**Given passage:**
════════════════

Insulin in the Treatment of Diabetes Mellitus

Exogenous insulin is used in the treatment of diabetes, primarily type 1, to supplement deficient insulin creation in pancreatic beta cells. Exogenous insulin is injected and acts similarly to its endogenous counterpart, helping to normalize glucose levels and metabolism. Insulin works mechanistically by activating glucose transporters in the cell membrane to cause uptake of glucose into the cell. Most commonly, insulin is injected subcutaneously with a syringe or through a pump that allows automation of insulin injection. This allows the medication to bypass the digestive system as it can interfere with insulin delivery. Still however, there are other factors to be considered in drug delivery. Increases in temperature, exercise, and local massage can increase absorption, while decreased temperature and lipohypertrophy can decrease absorption.[1]

With insulin therapy, the goal is to mimic the endogenous release of insulin. Different preparations of biosynthetic insulin are available to do so, and are classified by their onset, peak and duration.  Rapid-acting insulins, such as Lispro, Aspart, and Glulisine, are quickly absorbed, with a faster onset and higher peak[1]. They are administered before or after meals to account for the high influx of glucose, to mimic endogenous insulin[2][3][4]. Intermediate and long-acting insulins, such as insulin Zinc, Isophane and Glargine, are absorbed slower, with a prolonged onset and lower peak[1]. They are advantageous in maintaining a constant background level of insulin throughout the day or night, and in between meals[5]. Mixtures of various types can also be tailored for specific cases to optimize glycemic control and minimize injections[1]. Dosage is not uniform when being prescribed and is highly variable to individual requirements. Once injected, insulin is absorbed rapidly and is metabolized by the liver, spleen, kidneys and muscles[6].

════════════════

(Image-grounded pointing data)
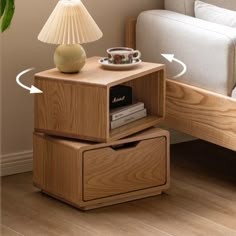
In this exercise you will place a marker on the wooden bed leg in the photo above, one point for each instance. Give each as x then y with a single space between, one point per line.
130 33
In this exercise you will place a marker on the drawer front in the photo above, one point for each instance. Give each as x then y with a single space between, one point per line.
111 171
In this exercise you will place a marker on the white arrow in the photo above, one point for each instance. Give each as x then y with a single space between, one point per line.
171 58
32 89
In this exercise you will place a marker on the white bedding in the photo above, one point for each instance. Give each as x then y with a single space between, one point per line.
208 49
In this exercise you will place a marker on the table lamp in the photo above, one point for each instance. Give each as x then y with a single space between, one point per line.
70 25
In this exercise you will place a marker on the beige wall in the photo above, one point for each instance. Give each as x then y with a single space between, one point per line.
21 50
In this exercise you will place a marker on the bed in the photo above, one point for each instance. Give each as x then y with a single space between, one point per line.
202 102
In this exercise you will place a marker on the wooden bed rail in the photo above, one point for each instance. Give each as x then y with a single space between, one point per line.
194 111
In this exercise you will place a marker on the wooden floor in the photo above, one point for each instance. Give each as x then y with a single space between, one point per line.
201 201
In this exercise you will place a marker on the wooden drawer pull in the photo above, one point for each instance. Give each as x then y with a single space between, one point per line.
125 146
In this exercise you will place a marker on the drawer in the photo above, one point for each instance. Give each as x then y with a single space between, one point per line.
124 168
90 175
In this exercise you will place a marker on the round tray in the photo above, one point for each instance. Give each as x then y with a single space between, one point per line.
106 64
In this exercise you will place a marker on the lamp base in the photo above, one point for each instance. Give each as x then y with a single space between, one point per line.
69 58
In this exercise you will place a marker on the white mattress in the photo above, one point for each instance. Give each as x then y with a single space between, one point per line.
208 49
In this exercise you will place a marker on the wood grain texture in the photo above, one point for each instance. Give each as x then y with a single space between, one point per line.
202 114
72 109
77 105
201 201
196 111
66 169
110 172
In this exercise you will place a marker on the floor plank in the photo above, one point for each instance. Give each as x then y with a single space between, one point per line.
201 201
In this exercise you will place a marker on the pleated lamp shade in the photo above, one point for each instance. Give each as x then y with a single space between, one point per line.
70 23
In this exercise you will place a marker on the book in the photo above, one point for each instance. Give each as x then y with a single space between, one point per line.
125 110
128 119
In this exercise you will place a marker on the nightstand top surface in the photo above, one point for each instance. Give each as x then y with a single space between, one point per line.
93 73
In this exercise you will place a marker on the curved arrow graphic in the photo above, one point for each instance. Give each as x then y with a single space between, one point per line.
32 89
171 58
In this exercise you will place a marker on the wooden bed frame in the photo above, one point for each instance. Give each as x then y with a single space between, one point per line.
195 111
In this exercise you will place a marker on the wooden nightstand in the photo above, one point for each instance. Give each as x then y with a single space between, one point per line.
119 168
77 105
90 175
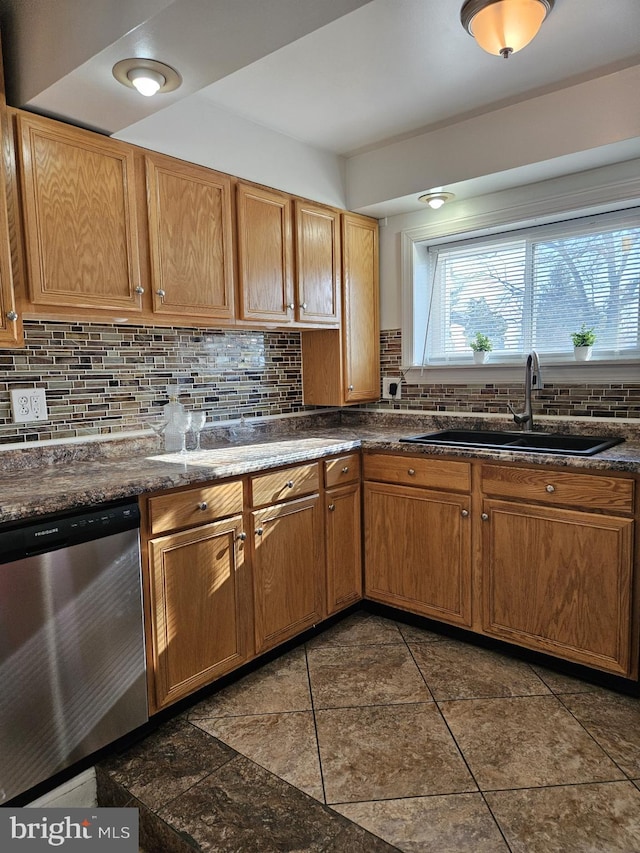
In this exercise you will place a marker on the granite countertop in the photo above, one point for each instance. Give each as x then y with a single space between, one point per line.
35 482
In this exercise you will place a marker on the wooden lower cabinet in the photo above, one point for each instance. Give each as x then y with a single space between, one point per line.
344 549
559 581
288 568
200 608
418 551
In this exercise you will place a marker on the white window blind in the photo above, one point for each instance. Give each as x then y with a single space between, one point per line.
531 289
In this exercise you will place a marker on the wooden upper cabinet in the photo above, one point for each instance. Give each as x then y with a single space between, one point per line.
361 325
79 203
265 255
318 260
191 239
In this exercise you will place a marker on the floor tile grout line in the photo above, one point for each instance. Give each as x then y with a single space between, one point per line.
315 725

════════════════

**Work task 1:**
According to the insulin passage, which organs metabolize insulin after it is injected?
**Work task 2:**
Continue the insulin passage, starting after its final sentence.
None of the items is needed for this work.

**Answer area 1:**
The liver, spleen, kidneys and muscles.

**Answer area 2:**
Therapists should be of aware of the adverse effects that patients might experience to provide increased quality of care. Hypoglycemia, or low blood sugar, can occur with missing meals, intense exercise, or an excessive dose of insulin. The patient will present with extreme hunger, fatigue, irritability, cold sweats, trembling hands, intense anxiety, and confusion. Diabetic ketoacidosis can occur with non-intake of insulin. The patient will exhibit polyuria, nausea, vomiting, and abdominal pain. This is a medical emergency as it can lead to shock, coma, or death[7]. If an insulin pump is being used, it needs to be closely monitored to ensure it is working properly as improper amounts of insulin administration can lead to the aforementioned side effects. With repeated injections, there is a possibility of injection site irritation or hypersensitivity[7]. Physical Therapists must be familiar with possible symptoms as to monitor for signs of adverse effects.

Polypharmacy needs to be observed as well. Insulin can have drug interactions with other prescription drugs that can impact insulin’s effectiveness. Beta blockers, Clonidine and Reserpine can hide signs of hypoglycemia. Corticosteroids, thyroid supplements and estrogens increase the needs for therapy. Alcohol, MAO inhibitors, and ACE inhibitors decrease the need for insulin. Glucosamine can also make blood glucose control more difficult[6].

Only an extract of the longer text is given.